[Data records]
-.-.-

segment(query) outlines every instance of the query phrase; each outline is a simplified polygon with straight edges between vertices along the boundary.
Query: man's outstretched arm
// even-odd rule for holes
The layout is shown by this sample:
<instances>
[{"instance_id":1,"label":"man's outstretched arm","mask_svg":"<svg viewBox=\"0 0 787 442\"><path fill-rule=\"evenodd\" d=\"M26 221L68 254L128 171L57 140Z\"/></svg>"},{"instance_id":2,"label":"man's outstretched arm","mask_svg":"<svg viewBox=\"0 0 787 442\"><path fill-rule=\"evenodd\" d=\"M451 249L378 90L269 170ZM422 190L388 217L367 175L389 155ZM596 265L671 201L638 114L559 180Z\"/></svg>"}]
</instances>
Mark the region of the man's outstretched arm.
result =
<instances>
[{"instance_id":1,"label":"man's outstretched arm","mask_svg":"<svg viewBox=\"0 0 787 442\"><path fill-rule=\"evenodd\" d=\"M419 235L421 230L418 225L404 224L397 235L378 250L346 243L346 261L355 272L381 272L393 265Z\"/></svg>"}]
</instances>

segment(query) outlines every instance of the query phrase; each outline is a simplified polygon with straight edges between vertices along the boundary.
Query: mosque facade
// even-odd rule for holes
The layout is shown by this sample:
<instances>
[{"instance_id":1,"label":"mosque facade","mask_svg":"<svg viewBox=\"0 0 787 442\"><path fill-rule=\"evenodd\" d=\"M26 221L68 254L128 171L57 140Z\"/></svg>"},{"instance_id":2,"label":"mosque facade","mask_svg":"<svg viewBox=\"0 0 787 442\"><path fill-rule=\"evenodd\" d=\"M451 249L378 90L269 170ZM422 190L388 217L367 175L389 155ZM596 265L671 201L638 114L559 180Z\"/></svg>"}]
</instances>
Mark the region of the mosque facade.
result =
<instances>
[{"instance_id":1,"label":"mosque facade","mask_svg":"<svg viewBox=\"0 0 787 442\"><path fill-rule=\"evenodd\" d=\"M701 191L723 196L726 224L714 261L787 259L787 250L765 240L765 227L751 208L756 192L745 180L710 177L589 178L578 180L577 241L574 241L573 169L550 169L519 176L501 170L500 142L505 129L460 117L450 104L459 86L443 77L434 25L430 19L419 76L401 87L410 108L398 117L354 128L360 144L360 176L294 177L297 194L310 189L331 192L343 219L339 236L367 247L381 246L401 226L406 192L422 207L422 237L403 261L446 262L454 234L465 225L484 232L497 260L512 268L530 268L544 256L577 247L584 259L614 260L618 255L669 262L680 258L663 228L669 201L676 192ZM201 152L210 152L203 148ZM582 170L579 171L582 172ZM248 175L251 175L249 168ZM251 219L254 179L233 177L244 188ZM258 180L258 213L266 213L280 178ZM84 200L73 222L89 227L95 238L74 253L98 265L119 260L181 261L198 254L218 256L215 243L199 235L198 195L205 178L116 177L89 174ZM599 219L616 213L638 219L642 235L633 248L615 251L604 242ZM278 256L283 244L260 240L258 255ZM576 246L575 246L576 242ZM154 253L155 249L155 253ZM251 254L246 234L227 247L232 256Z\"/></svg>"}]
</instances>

-.-.-

Exercise requirements:
Extract each line of the listing above that contains the word "facade".

Task solution:
Query: mosque facade
[{"instance_id":1,"label":"mosque facade","mask_svg":"<svg viewBox=\"0 0 787 442\"><path fill-rule=\"evenodd\" d=\"M26 221L68 254L128 171L57 140Z\"/></svg>"},{"instance_id":2,"label":"mosque facade","mask_svg":"<svg viewBox=\"0 0 787 442\"><path fill-rule=\"evenodd\" d=\"M451 249L378 90L269 170ZM422 190L388 217L367 175L389 155ZM596 265L671 201L638 114L559 180Z\"/></svg>"}]
Mark the region of the mosque facade.
[{"instance_id":1,"label":"mosque facade","mask_svg":"<svg viewBox=\"0 0 787 442\"><path fill-rule=\"evenodd\" d=\"M701 191L723 196L726 224L714 261L787 259L787 250L765 240L765 227L751 208L756 192L745 180L710 177L589 178L578 180L577 241L574 241L573 169L550 169L519 176L501 170L500 142L505 129L460 117L450 104L459 86L443 77L434 25L430 19L419 76L401 87L410 108L398 117L354 128L360 144L360 176L294 177L297 194L310 189L331 192L343 219L339 236L367 247L381 246L401 226L406 192L422 207L422 237L403 261L446 262L454 234L465 225L484 232L497 260L512 268L530 268L544 256L577 247L584 259L614 260L618 255L669 262L680 258L663 228L669 201L676 192ZM201 152L210 152L203 148ZM582 170L579 171L582 172ZM248 175L251 175L249 168ZM251 219L254 179L233 177L244 188ZM258 180L258 213L266 213L280 178ZM84 200L73 222L89 227L95 238L74 253L98 265L119 260L181 261L198 254L218 256L215 243L199 235L198 195L205 178L116 177L89 174ZM599 219L616 213L638 219L642 235L633 248L615 251L604 242ZM278 256L283 244L260 240L258 255ZM576 246L575 246L576 242ZM154 253L155 249L155 253ZM251 254L246 234L227 247L232 256Z\"/></svg>"}]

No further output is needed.